_What this task involves_
Format every line of the material below as a Markdown table with the columns Row and Line, numbering each row and skipping blank lines.

** Start of Provided data **

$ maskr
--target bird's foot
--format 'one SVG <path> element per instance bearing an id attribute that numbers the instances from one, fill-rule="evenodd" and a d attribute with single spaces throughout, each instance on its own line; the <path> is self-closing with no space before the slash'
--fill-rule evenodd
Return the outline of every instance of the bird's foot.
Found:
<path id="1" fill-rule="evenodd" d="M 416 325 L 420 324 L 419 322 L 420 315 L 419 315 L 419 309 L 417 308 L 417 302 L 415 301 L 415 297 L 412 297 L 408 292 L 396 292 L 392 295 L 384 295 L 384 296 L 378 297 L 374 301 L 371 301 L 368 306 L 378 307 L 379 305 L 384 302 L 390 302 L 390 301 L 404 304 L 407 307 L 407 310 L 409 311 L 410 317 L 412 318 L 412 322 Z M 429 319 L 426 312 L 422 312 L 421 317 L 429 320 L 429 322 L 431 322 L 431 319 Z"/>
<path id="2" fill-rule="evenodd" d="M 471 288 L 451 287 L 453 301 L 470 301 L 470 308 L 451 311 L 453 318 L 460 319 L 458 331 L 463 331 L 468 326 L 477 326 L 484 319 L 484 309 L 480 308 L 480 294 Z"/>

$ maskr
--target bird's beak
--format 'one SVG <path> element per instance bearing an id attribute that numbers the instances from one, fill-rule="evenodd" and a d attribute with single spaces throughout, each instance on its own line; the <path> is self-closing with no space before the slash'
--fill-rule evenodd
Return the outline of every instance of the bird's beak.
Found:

** End of Provided data **

_Right answer_
| Row | Line |
|---|---|
| 1 | $ maskr |
| 2 | --target bird's foot |
| 3 | --format 'one SVG <path> element per instance bearing an id attribute that numbers the instances from one, fill-rule="evenodd" and a d attribute with single spaces throughout, each instance on its own line; the <path> is self-closing with no space before the slash' |
| 4 | --fill-rule evenodd |
| 5 | Return the outline of every instance of the bird's foot. |
| 6 | Found: |
| 7 | <path id="1" fill-rule="evenodd" d="M 416 325 L 420 324 L 419 322 L 420 315 L 419 315 L 419 309 L 417 308 L 417 302 L 415 301 L 415 297 L 412 297 L 408 292 L 396 292 L 392 295 L 384 295 L 384 296 L 378 297 L 374 301 L 371 301 L 368 306 L 378 307 L 379 305 L 384 302 L 390 302 L 390 301 L 404 304 L 407 307 L 407 310 L 409 311 L 410 317 L 412 318 L 412 322 Z M 429 319 L 426 312 L 422 312 L 421 317 L 429 320 L 429 322 L 431 322 L 431 319 Z"/> |
| 8 | <path id="2" fill-rule="evenodd" d="M 471 288 L 451 287 L 453 301 L 470 301 L 470 308 L 451 311 L 453 318 L 460 319 L 458 331 L 463 331 L 468 326 L 477 326 L 484 319 L 484 309 L 480 308 L 480 294 Z"/> |
| 9 | $ maskr |
| 10 | --target bird's beak |
| 11 | --format 'one SVG <path> element per instance bearing an id attribute that numbers the instances from one, fill-rule="evenodd" and a d attribute with single spaces throughout, each instance on its own line; the <path> is self-closing with no space before the slash' |
| 12 | --fill-rule evenodd |
| 13 | Return the outline of every instance of the bird's beak. |
| 14 | Found: |